::: Text section

Internet Explorer 11 is not supported

For optimal browsing, we recommend Chrome, Firefox or Safari browsers.

Fare-Capping Policies May Increase Transit Ridership

New research suggests that transit agencies see ridership gains when they adopt monthly fare-capping policies, which are primarily intended to make fares more equitable.

Los,Angeles,,United,States,-,November,4,,2022:,Metro,Rail
A light rail train at a stop near downtown Los Angeles. The city implemented a fare-capping policy in the last few years, citing equity as the primary reason.
(Markus Mainka/Shutterstock)
In Brief:
  • Monthly fare-capping policies are “associated with significant ridership gains” at some transit agencies, according to new research published in Transport Policy.

  • The policies are intended to make fares more fair, by letting single-fare riders earn the same discounts as monthly passholders.

  • The research was carried out at the University of Tennessee - Knoxville, and funded by the Transit-Serving Communities Optimally, Responsively and Efficiently (TSCORE) University Transportation Center.

  • Transit agencies that cap monthly fares, letting riders board for free after paying for enough single rides to match the cost of a monthly pass, may see overall increases in ridership, according to new research.

    In a paper published in the journal Transport Policy, researchers at the University of Tennessee - Knoxville analyzed the impacts of new fare technology and fare policies on system-level ridership. The paper, The app or the cap? Which fare innovation affects bus ridership?, focuses on the ridership impacts of three innovations in the years leading up to the COVID-19 pandemic: the introduction of app-based fare payments, daily fare-capping and monthly fare-capping. Agencies introduced those policies for a range of reasons, from making boarding run more smoothly to improving fare equity, and derived a range of benefits from them. But only monthly fare-capping appeared to affect overall ridership to a significant degree, according to the research. The paper could add momentum to a trend that is already accelerating in the U.S. and provide more incentive to agencies searching for ways to build ridership after the pandemic.

::::::

Exercise tasks:
**A.** According to the fare-capping article, in which journal was the paper by the University of Tennessee - Knoxville researchers published?
**B.** Name every fare innovation whose ridership impacts the paper in the fare-capping article examines.
**C.** Translate this sentence from the fare-capping article into Spanish: "But only monthly fare-capping appeared to affect overall ridership to a significant degree, according to the research."

::: Data for analysis

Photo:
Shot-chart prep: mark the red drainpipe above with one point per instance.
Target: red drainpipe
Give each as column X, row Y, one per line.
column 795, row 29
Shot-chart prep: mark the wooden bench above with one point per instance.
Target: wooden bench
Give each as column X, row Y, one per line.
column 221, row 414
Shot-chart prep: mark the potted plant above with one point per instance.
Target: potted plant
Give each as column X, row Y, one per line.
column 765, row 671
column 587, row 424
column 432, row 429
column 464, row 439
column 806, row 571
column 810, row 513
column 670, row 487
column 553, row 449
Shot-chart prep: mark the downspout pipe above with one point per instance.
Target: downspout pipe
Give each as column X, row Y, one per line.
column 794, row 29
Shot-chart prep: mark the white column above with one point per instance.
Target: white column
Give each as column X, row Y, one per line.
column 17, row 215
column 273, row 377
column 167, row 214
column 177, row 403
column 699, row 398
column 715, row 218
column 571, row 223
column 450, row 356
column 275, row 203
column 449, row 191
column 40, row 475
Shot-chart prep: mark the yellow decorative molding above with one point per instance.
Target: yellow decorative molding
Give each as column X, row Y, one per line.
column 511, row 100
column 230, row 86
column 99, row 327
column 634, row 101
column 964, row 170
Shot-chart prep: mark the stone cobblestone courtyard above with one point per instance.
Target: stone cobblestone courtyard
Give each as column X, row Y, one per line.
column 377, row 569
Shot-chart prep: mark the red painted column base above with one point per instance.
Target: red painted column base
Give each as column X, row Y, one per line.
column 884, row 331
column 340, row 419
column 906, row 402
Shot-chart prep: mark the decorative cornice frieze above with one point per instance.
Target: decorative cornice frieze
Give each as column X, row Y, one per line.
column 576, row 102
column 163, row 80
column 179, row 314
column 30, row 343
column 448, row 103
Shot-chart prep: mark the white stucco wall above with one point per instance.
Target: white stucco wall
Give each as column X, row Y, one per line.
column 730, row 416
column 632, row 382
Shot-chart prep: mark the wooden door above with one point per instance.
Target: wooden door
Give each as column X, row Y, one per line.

::::::

Results of the exercise:
**A.** Transport Policy

**B.**
- App-based fare payments
- Daily fare-capping
- Monthly fare-capping

**C.** Pero, según la investigación, solo el tope tarifario mensual pareció afectar de manera significativa al número total de pasajeros.